> **Source document**

— BEGIN —

Re: 6.6 cloud starting to eat CPU after 8+ hours

Lars Karlsson Thu, 27 Jul 2017 15:45:16 -0700

Can you reproduce with 4G heap?

On Wed, 26 Jul 2017 at 23:11, Markus Jelsma <markus.jel...@openindex.io>
wrote:


> Hello Mikhail,
>
> Spot on, there is indeed not enough heap when our nodes are in this crazy
> state. When the nodes are happy, the average heap consumption is 50 to 60
> percent, at peak when indexing there is in general enough heap for the
> warming to run smoothly.
>
> I probably forgot to mention that high CPU is in our case also high heap
> consumption when the nodes act mad. The stack trace you saw was a crazy
> node while documents were indexed, so the blocking you mention makes sense.
>
> I still believe this is not a heap issue but something odd in Solr that
> eats in (INSERT SITUATION) unreasonably amounts of heap. Remind, the bad
> node went back in a normal 50-60 percent heap consumption and normal CPU
> time after _other_ nodes got restarted. All nodes were bad and went normal
> after restart. Bad nodes that were not restarted then suddenly revived and
> also went back to normal. This is very odd behavior.
>
> Observing this, i am inclined to think that Solr's inter-node
> communication can get into a weird state, eating heap, eating CPU, going
> bad. Using CPU or heap sampling it is very hard, for me at least, to
> quickly spot something that is bad so i am clueless. What do you think?

— END —

> **Provided material**
— BEGIN —

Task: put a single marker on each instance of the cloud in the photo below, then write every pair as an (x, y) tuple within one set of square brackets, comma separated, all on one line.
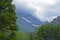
[(26, 20), (43, 9)]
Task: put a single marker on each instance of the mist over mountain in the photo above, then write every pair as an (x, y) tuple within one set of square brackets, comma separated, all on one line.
[(56, 20), (26, 21)]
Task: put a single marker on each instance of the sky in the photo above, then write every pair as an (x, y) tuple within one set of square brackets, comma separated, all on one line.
[(44, 10)]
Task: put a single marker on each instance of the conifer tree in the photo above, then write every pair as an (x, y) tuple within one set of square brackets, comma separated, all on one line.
[(8, 18)]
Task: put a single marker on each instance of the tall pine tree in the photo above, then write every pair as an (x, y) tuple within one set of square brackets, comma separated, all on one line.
[(7, 20)]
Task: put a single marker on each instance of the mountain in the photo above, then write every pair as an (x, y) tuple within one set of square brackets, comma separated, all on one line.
[(56, 20), (26, 21)]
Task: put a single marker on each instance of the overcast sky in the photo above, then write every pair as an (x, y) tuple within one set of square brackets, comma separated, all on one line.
[(43, 9)]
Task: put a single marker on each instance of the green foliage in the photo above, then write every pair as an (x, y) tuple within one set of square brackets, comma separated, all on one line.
[(33, 36), (7, 20), (49, 32)]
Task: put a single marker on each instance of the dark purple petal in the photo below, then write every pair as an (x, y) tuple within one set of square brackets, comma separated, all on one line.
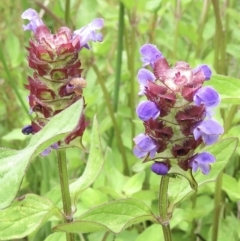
[(209, 130), (202, 162), (88, 32), (207, 96), (147, 110), (144, 145), (35, 20), (55, 146), (144, 75), (160, 168), (205, 69), (150, 54)]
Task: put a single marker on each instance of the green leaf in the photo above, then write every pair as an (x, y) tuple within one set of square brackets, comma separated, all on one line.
[(152, 233), (56, 237), (113, 217), (179, 186), (227, 87), (13, 163), (94, 164), (25, 215), (230, 186), (134, 184)]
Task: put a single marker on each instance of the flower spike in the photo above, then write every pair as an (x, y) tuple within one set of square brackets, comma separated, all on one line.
[(176, 115)]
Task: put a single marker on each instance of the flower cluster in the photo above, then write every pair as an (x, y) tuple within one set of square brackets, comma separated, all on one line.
[(177, 114), (56, 82)]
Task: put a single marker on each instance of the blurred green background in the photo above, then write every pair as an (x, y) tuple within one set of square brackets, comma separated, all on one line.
[(184, 30)]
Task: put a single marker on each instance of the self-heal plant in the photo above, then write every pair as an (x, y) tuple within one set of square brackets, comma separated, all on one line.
[(177, 118), (178, 113), (56, 82), (56, 104)]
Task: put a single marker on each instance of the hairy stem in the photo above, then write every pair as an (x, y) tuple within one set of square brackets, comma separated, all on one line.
[(131, 67), (63, 176), (118, 64), (217, 207), (67, 12), (163, 208)]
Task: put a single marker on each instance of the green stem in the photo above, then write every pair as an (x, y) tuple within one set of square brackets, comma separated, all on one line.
[(118, 65), (163, 208), (113, 118), (230, 116), (131, 67), (67, 12), (217, 207), (63, 176)]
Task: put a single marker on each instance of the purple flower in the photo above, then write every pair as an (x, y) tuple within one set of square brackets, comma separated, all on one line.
[(150, 54), (205, 70), (160, 168), (144, 145), (202, 162), (144, 75), (209, 130), (147, 110), (89, 32), (207, 96), (35, 20)]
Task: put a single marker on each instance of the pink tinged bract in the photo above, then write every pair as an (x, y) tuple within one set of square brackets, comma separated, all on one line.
[(205, 70), (202, 161), (144, 145), (147, 110), (150, 54), (35, 20), (144, 75), (207, 96), (88, 32), (208, 130), (160, 168)]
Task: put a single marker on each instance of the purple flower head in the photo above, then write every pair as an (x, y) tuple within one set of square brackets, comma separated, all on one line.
[(160, 168), (144, 75), (88, 32), (205, 70), (202, 162), (147, 110), (209, 130), (207, 96), (144, 145), (150, 54), (35, 20)]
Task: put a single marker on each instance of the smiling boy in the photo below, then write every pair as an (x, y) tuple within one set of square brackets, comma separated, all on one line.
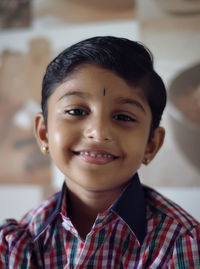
[(102, 103)]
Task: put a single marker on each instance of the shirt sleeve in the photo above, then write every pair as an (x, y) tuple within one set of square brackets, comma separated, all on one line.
[(15, 245), (186, 253)]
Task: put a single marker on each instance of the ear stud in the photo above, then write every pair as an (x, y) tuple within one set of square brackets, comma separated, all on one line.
[(146, 161), (45, 150)]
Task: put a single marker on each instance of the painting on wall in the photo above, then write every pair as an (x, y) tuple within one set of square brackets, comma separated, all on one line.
[(20, 86), (15, 13)]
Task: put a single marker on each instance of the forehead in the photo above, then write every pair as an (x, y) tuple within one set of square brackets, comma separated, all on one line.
[(90, 77)]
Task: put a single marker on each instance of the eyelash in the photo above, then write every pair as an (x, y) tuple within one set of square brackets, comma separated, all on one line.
[(123, 117), (77, 112), (84, 113)]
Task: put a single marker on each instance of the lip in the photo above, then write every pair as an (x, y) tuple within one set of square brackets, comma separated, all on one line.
[(99, 157)]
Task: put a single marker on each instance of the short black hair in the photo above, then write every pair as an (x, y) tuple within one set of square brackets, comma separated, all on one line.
[(129, 59)]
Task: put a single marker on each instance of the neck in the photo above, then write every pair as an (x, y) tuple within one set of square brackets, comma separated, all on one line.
[(85, 205)]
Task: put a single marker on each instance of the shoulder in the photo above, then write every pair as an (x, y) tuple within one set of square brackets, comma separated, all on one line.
[(161, 206)]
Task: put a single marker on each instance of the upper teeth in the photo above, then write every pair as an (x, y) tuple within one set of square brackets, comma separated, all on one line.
[(93, 154)]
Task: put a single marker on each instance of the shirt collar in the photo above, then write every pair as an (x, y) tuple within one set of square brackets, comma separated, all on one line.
[(130, 206)]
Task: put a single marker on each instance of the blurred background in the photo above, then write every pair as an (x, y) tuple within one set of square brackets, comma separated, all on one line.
[(34, 32)]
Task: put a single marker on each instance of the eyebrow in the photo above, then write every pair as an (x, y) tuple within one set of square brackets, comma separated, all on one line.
[(74, 93), (130, 101)]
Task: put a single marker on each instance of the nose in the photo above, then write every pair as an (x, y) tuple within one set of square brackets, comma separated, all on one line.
[(99, 130)]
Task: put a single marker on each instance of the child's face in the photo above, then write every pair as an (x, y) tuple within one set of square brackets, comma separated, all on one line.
[(98, 129)]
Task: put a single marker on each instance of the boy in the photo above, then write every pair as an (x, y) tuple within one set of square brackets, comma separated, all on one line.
[(102, 103)]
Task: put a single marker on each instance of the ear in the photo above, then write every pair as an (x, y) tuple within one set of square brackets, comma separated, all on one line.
[(154, 144), (41, 131)]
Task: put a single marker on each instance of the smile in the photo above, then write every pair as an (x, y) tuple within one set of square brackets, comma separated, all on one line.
[(95, 157)]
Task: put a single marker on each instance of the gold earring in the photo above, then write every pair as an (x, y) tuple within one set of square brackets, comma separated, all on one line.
[(45, 150), (146, 161)]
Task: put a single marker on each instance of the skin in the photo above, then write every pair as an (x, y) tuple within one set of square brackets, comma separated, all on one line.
[(97, 134)]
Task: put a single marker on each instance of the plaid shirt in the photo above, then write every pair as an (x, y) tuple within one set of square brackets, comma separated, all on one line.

— END —

> **Exercise set**
**A.** From the Solr forum thread, copy the passage starting with "On Wed, 26 Jul" and going on through "to run smoothly.".
**B.** Translate this sentence from the Solr forum thread into Spanish: "All nodes were bad and went normal after restart."

> **Exercise results**
**A.**
On Wed, 26 Jul 2017 at 23:11, Markus Jelsma <markus.jel...@openindex.io>
wrote:


> Hello Mikhail,
>
> Spot on, there is indeed not enough heap when our nodes are in this crazy
> state. When the nodes are happy, the average heap consumption is 50 to 60
> percent, at peak when indexing there is in general enough heap for the
> warming to run smoothly.

**B.** Todos los nodos estaban mal y volvieron a la normalidad tras el reinicio.